- Consegna -
Estrai dall'elenco che segue ogni riga in cui compare la parola "tarmac", riportandola per intero.

□ □ □ □ □

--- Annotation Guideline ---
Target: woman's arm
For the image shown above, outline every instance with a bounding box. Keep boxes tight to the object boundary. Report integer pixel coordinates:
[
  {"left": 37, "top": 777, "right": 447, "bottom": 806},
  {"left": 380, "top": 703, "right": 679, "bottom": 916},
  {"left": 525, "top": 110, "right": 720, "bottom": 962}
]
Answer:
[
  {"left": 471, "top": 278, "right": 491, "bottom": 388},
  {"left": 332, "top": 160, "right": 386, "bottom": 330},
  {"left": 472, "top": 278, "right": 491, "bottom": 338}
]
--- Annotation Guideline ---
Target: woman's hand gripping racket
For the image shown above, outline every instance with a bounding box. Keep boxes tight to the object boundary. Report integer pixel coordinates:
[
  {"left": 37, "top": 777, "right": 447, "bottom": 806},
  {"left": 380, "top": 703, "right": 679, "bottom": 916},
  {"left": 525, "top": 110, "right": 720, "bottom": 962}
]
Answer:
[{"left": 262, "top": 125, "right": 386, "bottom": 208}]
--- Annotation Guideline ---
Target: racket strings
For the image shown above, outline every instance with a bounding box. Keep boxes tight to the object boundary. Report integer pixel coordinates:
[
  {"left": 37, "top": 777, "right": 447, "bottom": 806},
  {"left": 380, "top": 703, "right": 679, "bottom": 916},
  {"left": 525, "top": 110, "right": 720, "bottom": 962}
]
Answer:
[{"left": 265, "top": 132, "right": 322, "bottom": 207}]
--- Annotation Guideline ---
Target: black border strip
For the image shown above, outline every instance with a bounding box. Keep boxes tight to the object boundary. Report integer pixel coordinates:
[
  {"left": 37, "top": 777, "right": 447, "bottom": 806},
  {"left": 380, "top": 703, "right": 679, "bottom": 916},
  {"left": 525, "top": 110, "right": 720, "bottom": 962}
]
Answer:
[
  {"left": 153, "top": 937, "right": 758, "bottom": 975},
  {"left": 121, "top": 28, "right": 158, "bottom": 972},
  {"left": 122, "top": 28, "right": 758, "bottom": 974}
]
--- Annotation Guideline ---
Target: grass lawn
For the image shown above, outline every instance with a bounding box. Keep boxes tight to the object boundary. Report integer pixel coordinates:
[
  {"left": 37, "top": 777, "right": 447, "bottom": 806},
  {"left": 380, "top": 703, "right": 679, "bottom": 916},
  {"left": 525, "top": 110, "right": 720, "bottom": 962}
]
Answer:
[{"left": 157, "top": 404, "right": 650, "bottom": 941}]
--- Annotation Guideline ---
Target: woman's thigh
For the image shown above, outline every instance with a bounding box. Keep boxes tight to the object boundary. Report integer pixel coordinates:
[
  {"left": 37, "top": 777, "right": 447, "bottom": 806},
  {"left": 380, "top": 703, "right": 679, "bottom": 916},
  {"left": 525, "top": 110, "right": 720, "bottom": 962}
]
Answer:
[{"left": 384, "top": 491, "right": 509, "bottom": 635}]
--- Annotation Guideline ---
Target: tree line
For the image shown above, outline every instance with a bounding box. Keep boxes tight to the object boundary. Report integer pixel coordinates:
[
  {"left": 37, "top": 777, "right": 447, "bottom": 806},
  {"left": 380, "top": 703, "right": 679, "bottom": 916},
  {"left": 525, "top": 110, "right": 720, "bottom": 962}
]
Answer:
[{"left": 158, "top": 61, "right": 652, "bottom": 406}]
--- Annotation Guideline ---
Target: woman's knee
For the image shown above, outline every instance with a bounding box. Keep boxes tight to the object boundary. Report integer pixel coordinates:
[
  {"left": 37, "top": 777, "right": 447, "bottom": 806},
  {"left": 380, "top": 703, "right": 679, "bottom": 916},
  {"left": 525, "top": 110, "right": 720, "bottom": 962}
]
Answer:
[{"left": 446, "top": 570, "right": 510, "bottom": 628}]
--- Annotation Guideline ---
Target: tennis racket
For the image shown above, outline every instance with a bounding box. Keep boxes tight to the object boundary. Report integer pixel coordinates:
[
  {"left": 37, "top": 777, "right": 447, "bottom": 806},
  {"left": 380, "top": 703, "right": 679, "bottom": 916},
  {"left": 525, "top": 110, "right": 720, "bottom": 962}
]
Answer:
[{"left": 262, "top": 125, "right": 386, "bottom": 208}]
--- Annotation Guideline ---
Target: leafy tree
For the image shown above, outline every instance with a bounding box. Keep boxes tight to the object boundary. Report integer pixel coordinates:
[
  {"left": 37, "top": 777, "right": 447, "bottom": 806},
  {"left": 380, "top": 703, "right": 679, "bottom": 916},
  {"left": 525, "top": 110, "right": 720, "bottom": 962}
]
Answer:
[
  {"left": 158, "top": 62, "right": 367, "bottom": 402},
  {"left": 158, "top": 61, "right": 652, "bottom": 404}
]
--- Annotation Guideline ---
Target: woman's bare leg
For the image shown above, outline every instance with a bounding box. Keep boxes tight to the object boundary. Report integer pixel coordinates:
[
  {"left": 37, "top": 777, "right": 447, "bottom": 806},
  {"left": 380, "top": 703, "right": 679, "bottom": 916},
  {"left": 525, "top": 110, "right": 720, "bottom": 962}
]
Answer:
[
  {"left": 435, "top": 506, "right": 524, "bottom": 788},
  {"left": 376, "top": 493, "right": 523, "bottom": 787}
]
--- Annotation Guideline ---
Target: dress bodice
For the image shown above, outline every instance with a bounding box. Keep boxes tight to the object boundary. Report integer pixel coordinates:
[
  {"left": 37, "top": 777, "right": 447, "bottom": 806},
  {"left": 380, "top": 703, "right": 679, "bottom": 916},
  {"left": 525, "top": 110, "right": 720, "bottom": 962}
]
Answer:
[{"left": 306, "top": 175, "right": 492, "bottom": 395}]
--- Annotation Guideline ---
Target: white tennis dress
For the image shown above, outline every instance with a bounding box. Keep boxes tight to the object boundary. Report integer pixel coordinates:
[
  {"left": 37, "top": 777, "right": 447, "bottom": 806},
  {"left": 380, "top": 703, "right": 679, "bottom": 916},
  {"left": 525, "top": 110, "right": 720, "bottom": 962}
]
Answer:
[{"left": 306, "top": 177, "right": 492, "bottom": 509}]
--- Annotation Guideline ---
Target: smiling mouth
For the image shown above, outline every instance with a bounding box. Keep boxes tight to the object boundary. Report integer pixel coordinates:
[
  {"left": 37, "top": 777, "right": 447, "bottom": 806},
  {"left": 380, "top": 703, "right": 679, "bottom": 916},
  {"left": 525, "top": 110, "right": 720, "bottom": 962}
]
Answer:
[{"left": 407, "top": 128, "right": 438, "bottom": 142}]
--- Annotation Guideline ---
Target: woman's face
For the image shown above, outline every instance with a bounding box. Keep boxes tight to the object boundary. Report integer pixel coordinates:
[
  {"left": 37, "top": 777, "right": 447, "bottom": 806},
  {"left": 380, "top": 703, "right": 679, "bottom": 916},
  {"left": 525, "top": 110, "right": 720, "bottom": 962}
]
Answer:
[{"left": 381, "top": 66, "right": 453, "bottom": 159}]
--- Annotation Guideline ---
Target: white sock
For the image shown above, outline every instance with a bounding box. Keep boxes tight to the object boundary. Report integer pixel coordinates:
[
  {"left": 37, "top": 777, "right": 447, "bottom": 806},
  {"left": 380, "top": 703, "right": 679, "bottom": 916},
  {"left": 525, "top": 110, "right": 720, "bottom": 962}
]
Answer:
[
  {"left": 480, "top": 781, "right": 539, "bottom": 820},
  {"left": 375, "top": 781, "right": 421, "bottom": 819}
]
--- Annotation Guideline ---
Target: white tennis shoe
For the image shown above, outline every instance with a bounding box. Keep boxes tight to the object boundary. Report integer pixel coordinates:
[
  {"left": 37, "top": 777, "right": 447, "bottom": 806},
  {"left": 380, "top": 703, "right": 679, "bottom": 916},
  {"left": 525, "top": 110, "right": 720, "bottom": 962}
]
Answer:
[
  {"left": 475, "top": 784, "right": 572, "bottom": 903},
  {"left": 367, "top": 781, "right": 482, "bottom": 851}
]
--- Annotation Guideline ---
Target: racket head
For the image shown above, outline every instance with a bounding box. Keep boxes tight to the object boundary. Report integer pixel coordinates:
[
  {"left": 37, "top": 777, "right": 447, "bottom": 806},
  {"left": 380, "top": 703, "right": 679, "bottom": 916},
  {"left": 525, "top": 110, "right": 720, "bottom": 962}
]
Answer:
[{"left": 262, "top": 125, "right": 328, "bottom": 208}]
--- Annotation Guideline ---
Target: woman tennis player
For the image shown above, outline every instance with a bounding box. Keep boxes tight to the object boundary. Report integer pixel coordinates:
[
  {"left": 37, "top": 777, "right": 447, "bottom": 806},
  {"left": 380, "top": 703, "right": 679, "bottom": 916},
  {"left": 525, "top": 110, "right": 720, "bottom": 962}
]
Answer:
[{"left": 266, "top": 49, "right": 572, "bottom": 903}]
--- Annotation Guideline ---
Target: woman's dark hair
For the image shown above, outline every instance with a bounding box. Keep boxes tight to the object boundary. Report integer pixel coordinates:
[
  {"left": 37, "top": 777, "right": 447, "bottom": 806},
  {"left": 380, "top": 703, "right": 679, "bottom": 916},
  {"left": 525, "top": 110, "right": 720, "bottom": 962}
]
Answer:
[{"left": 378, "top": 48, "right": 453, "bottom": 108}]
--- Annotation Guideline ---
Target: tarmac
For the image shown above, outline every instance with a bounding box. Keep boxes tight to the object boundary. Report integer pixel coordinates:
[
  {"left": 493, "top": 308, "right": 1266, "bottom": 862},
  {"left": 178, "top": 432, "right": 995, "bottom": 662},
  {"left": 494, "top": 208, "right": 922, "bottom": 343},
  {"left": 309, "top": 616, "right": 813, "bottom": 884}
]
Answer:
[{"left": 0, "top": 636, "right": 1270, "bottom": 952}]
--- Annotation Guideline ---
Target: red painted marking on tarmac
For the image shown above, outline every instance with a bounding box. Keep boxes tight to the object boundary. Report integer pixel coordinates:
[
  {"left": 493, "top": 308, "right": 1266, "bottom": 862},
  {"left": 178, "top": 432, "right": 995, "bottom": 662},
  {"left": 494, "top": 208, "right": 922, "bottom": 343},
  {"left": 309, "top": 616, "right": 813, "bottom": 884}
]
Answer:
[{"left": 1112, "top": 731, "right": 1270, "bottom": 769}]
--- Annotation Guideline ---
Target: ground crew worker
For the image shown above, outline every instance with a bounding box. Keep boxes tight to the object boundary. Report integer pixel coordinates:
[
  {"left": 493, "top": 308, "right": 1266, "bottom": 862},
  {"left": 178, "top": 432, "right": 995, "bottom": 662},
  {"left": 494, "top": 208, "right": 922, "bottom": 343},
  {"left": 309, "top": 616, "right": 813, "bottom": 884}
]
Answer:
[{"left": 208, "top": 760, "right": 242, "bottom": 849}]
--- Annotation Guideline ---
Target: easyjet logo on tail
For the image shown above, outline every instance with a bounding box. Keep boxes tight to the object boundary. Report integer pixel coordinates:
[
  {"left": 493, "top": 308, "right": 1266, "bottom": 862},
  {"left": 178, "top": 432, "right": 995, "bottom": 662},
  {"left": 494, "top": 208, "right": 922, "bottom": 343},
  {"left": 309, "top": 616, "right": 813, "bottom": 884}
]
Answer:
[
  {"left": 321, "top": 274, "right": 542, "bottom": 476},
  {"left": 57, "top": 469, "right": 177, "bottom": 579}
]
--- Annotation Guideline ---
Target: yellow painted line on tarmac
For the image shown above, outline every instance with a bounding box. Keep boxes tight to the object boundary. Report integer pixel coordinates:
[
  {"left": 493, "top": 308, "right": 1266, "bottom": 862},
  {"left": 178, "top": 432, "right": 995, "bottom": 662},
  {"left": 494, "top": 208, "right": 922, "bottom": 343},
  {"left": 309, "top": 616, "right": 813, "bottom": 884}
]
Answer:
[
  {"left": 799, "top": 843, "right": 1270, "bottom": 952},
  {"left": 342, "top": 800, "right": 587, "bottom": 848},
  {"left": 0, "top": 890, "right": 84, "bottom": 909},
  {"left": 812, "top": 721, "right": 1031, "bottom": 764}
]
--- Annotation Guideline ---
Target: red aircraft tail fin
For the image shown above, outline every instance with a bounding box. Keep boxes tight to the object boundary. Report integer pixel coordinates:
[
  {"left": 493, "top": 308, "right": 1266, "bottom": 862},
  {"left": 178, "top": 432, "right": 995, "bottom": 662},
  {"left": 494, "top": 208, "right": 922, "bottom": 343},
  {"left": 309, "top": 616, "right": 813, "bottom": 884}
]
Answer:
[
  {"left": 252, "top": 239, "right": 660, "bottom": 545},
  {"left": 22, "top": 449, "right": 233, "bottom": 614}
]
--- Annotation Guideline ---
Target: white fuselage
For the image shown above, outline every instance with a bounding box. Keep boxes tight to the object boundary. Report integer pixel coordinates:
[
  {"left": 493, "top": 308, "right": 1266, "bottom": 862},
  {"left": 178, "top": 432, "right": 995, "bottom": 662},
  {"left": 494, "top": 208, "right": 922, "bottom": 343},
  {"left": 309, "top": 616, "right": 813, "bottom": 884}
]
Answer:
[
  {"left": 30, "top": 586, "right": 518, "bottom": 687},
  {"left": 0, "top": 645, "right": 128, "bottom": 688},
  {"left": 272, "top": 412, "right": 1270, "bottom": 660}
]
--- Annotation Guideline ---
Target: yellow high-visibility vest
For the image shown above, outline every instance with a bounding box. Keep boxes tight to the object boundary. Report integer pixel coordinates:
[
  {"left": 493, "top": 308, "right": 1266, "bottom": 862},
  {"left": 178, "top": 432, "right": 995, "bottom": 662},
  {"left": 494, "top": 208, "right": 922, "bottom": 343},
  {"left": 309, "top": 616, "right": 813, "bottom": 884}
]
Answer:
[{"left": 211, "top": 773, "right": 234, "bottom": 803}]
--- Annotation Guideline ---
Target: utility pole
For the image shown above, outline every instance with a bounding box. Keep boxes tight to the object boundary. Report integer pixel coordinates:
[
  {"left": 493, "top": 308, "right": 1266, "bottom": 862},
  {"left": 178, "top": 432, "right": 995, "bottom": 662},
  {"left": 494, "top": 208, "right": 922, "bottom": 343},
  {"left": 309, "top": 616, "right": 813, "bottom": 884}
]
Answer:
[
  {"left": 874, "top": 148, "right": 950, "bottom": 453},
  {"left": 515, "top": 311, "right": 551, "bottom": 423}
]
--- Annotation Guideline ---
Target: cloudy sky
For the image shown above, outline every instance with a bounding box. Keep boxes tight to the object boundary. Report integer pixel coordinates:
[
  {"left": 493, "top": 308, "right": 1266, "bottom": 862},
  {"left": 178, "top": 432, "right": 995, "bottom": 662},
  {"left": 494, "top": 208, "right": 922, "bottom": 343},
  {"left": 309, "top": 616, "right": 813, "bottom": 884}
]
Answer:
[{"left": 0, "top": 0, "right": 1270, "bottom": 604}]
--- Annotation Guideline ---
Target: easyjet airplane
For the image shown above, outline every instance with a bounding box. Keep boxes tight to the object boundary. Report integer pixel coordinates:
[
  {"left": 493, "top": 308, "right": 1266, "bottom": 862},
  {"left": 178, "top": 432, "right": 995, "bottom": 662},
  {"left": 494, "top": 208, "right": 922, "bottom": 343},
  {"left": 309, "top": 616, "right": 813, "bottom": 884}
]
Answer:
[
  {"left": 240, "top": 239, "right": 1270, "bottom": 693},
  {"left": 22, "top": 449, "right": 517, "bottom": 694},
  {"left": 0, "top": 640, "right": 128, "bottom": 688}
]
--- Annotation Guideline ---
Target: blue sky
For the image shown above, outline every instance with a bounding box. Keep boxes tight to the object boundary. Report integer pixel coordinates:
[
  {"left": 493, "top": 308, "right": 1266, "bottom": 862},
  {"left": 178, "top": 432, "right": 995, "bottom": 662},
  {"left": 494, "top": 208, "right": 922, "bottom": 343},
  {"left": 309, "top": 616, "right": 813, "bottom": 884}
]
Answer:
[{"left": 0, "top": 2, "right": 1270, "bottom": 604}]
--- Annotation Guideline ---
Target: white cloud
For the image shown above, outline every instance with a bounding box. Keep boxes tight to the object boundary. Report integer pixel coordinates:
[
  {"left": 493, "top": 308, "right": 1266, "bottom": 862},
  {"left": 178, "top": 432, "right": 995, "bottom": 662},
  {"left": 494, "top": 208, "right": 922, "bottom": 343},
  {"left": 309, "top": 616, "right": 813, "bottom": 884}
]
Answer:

□ □ □ □ □

- Soluzione -
Target: tarmac
Target: red painted marking on tarmac
Target: yellow painted line on tarmac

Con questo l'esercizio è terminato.